## EXERCISE DESCRIPTION
The required output consists solely of the lines from the line containing "the skating dress." through the end of the records, copied exactly.

## RECORDS
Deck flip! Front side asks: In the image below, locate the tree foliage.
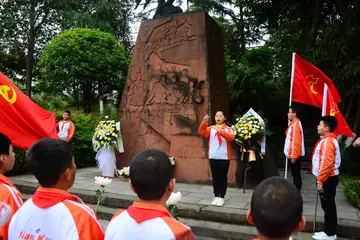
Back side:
[38,28,130,112]
[59,0,133,44]
[0,0,60,96]
[249,0,360,131]
[0,0,132,96]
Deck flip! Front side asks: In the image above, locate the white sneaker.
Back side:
[211,197,220,206]
[312,232,337,240]
[217,198,224,207]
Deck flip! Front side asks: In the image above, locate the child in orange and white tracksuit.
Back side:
[312,116,341,240]
[284,107,305,191]
[198,111,235,206]
[8,138,104,240]
[105,149,195,240]
[0,133,23,240]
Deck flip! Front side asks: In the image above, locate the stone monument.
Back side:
[118,12,237,183]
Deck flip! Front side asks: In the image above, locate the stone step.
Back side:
[23,194,336,240]
[13,180,360,239]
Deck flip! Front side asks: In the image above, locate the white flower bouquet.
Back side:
[95,177,112,214]
[92,116,119,152]
[117,167,130,178]
[232,114,265,144]
[166,192,181,219]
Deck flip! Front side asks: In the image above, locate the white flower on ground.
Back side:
[95,177,112,186]
[119,167,130,175]
[166,192,181,206]
[0,202,12,226]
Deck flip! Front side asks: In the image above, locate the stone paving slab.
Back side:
[11,168,360,234]
[11,168,360,216]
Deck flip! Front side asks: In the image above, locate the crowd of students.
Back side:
[0,109,354,240]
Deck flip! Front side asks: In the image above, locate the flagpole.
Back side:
[285,52,296,179]
[321,83,328,116]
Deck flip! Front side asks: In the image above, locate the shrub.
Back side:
[340,176,360,209]
[6,147,28,176]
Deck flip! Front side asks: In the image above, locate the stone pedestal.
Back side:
[118,12,236,183]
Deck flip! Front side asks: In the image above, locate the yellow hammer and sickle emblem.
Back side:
[0,85,16,104]
[330,106,340,117]
[306,74,319,94]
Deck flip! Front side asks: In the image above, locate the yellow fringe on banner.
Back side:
[241,149,264,162]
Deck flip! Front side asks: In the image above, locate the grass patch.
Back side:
[340,175,360,209]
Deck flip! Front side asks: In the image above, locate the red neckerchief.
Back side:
[61,118,70,131]
[31,187,84,208]
[126,202,171,223]
[215,123,226,147]
[285,118,300,135]
[0,174,16,189]
[310,133,337,166]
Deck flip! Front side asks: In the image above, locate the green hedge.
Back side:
[7,111,100,175]
[340,176,360,209]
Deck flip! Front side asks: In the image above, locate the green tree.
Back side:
[59,0,133,45]
[0,0,60,97]
[38,28,130,112]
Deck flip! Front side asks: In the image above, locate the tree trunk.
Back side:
[25,0,36,98]
[340,95,350,116]
[239,1,246,54]
[82,80,92,113]
[345,95,355,120]
[354,96,360,133]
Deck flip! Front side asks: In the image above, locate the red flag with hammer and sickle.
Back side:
[0,72,58,149]
[290,54,341,108]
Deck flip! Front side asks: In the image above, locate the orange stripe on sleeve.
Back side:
[317,138,336,184]
[63,200,105,240]
[0,184,23,240]
[162,217,195,240]
[111,210,125,220]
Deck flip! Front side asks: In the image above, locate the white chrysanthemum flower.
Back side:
[95,177,112,187]
[166,192,181,206]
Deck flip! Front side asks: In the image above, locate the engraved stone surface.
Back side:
[118,12,236,183]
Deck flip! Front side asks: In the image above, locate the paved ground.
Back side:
[11,168,360,221]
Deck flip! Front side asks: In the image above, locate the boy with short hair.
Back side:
[312,116,341,240]
[9,138,104,240]
[0,133,23,240]
[246,177,306,240]
[284,106,305,191]
[57,110,75,142]
[105,150,195,240]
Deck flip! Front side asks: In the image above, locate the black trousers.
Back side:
[210,159,230,198]
[290,157,302,191]
[319,176,339,236]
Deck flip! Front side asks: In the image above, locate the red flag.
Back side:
[0,72,58,149]
[324,87,354,138]
[292,54,341,108]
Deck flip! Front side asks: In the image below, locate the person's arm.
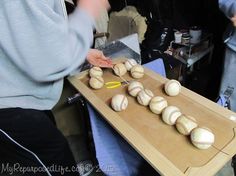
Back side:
[231,13,236,27]
[0,0,93,82]
[219,0,236,19]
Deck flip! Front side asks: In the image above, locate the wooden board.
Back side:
[69,64,236,176]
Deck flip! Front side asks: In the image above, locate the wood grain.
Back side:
[69,65,236,176]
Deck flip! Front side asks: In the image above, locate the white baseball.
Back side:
[89,76,104,89]
[149,96,168,114]
[111,94,128,111]
[89,67,103,77]
[137,89,154,106]
[130,64,144,79]
[128,81,144,97]
[113,63,127,76]
[125,59,137,71]
[190,127,215,149]
[162,106,182,125]
[176,115,198,135]
[165,79,181,96]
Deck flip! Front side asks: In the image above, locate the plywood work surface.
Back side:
[69,65,236,175]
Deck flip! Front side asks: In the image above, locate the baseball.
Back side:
[89,76,104,89]
[162,106,182,125]
[89,67,103,77]
[128,81,144,97]
[125,59,137,71]
[130,64,144,79]
[176,115,198,135]
[137,89,154,106]
[111,94,128,111]
[165,79,181,96]
[190,127,215,149]
[113,63,127,76]
[149,96,168,114]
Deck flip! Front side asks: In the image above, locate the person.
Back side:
[0,0,112,176]
[219,0,236,112]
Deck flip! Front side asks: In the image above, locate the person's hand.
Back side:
[87,49,113,68]
[231,15,236,27]
[77,0,110,18]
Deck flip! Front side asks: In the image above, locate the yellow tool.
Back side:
[105,81,129,89]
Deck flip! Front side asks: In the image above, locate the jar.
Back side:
[189,26,202,44]
[181,33,191,45]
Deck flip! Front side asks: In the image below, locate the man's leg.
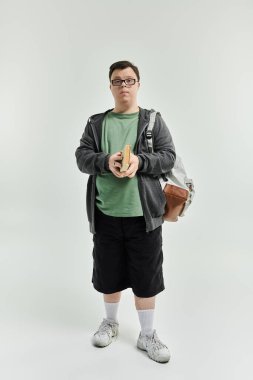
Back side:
[92,292,121,347]
[134,295,155,336]
[104,292,121,322]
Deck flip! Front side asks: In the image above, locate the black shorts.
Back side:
[92,207,165,297]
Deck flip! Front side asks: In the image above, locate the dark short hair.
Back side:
[109,61,140,81]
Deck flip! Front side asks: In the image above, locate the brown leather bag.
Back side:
[163,184,192,222]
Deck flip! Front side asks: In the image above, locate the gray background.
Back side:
[0,0,253,380]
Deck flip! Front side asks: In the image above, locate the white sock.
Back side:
[105,302,119,322]
[137,309,155,336]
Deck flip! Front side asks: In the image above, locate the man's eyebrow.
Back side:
[113,75,135,79]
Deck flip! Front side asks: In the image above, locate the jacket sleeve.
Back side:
[137,113,176,176]
[75,120,110,175]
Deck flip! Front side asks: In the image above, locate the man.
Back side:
[76,61,176,362]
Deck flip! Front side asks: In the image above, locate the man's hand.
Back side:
[109,152,125,178]
[123,153,139,178]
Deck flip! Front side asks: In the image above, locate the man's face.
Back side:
[110,67,140,104]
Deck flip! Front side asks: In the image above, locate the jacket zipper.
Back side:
[89,119,99,152]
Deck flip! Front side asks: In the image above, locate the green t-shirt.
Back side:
[96,112,143,217]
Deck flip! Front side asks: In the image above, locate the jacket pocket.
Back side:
[142,175,166,218]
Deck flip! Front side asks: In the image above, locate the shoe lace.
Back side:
[97,320,113,336]
[149,333,168,351]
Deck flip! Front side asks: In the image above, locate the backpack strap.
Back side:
[146,108,157,153]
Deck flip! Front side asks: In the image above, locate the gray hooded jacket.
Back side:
[75,107,176,234]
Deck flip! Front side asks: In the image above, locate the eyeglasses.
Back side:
[111,78,138,87]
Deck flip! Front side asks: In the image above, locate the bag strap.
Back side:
[146,108,157,153]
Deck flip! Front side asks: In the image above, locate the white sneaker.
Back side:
[137,330,170,363]
[92,318,119,347]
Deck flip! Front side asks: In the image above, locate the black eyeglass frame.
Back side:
[111,78,139,87]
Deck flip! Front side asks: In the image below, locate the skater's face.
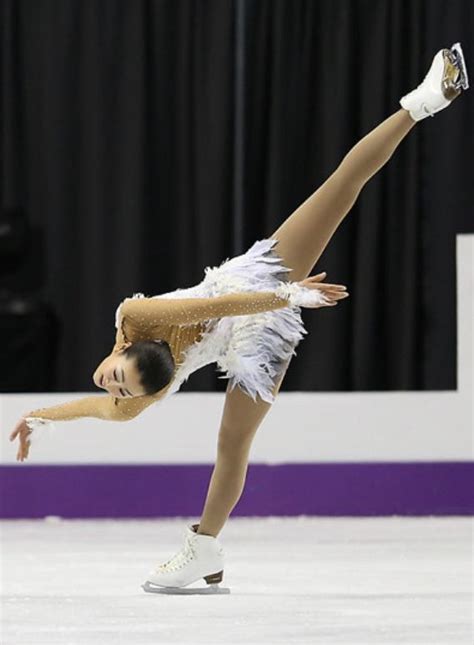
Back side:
[92,343,145,399]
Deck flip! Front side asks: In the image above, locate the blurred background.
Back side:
[0,0,474,392]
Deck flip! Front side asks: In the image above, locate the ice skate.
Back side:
[142,524,230,594]
[400,43,469,121]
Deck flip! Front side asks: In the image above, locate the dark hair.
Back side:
[122,340,175,395]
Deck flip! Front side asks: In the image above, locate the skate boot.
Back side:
[142,524,230,594]
[400,43,469,121]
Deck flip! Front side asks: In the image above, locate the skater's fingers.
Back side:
[318,283,347,291]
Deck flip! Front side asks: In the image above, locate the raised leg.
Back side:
[198,110,416,537]
[270,109,417,281]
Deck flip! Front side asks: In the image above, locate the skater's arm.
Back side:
[24,392,157,421]
[121,291,289,325]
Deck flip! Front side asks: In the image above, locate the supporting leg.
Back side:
[197,362,289,537]
[271,109,416,281]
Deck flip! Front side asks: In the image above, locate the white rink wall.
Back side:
[0,235,474,465]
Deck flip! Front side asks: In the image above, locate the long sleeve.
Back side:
[28,395,160,421]
[120,291,289,325]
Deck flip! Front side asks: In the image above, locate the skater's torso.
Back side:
[114,316,209,366]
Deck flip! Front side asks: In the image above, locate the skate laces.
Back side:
[158,536,194,571]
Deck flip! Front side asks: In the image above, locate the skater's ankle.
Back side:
[194,524,217,537]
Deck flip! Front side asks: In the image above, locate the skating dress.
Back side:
[27,239,306,427]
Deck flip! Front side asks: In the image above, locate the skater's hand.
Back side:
[10,415,32,461]
[298,271,349,309]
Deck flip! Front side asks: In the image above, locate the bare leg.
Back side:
[271,109,417,281]
[198,369,286,537]
[198,110,416,536]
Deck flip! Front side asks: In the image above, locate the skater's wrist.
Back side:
[276,282,329,308]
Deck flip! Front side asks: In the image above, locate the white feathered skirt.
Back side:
[155,239,307,403]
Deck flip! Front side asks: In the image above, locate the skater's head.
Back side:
[92,340,175,398]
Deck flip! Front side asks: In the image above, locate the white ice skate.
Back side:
[142,524,230,594]
[400,43,469,121]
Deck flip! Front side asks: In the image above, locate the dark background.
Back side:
[0,0,474,391]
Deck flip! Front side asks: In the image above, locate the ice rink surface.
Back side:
[0,517,474,645]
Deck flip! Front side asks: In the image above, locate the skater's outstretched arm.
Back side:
[10,388,166,461]
[118,274,345,327]
[120,292,289,326]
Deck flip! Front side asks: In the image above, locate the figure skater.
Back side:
[10,43,469,593]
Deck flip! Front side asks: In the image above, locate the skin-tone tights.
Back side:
[197,109,416,537]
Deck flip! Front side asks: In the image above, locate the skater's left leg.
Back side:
[270,109,416,281]
[197,364,288,537]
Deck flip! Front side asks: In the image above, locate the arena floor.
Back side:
[0,517,474,645]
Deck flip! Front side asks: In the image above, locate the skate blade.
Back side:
[451,43,469,90]
[142,580,230,596]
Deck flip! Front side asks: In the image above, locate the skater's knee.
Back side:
[217,422,257,458]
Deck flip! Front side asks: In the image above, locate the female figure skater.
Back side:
[10,43,469,593]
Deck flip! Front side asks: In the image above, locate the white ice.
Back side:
[0,517,474,645]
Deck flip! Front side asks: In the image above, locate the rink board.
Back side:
[0,235,474,518]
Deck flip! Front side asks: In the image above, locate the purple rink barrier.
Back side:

## FULL ANSWER
Deck flip! Front side asks: In the image above, locate the skating dress.
Back side:
[27,239,306,427]
Deck flip! Front side asks: In the image above, locate the skater's hand.
Back side:
[10,415,32,461]
[298,271,349,309]
Deck flip! Front side asks: In the image above, locate the bare leg.
Back side:
[271,109,417,281]
[198,369,286,537]
[198,110,416,536]
Deck flip! Front side asks: In the image above, locate the skater's wrist.
Back side:
[276,282,329,308]
Deck flip! Front side asks: In the image above, locate the white feathered skirt.
Back side:
[155,239,307,403]
Deck flip! Front side asks: In the image above, locate the skater's head.
Back side:
[92,340,175,398]
Deck flip! Front side asks: In the image above, locate the white ice skate.
Back side:
[142,524,230,594]
[400,43,469,121]
Deck flip! Front side asks: In the image above, locate the dark background.
Back side:
[0,0,474,391]
Deck flip! Front side asks: In the image above, locate the ice rink surface.
Back side:
[0,517,474,645]
Deck flip! Front side asks: In the image above, locate the skater's outstretched arm.
Back side:
[10,388,166,461]
[118,274,345,327]
[120,292,289,326]
Deck flip! Front side asks: In the image above, locate the figure skater.
Back side:
[10,43,469,593]
Deck flip! Front side asks: In the image above, locate the skin-tone tights.
Back side:
[197,109,416,537]
Deck flip! Front side asks: In the image above, locate the skater's left leg.
Back side:
[270,109,416,281]
[197,364,288,537]
Deck flip! Front side asks: In the image above, locate the arena floor.
Back side:
[0,517,474,645]
Deck flip! Front side asks: In the image above, locate the skate blade.
Back side:
[451,43,469,90]
[142,580,230,596]
Deck flip! Front side asks: In the image above, locate the skater's knee.
Back side:
[217,422,257,458]
Deck flip! Front side asks: In the image above, locate the female figure skater.
Back side:
[10,43,469,593]
Deck flip! Front side asks: In the image above, locate the white ice.
Back side:
[0,517,474,645]
Deck flip! Front side asks: In the image above, locate the rink board.
Back side:
[0,235,474,518]
Deck flip! Front side asks: In the image above, locate the purple rink barrier.
Back side:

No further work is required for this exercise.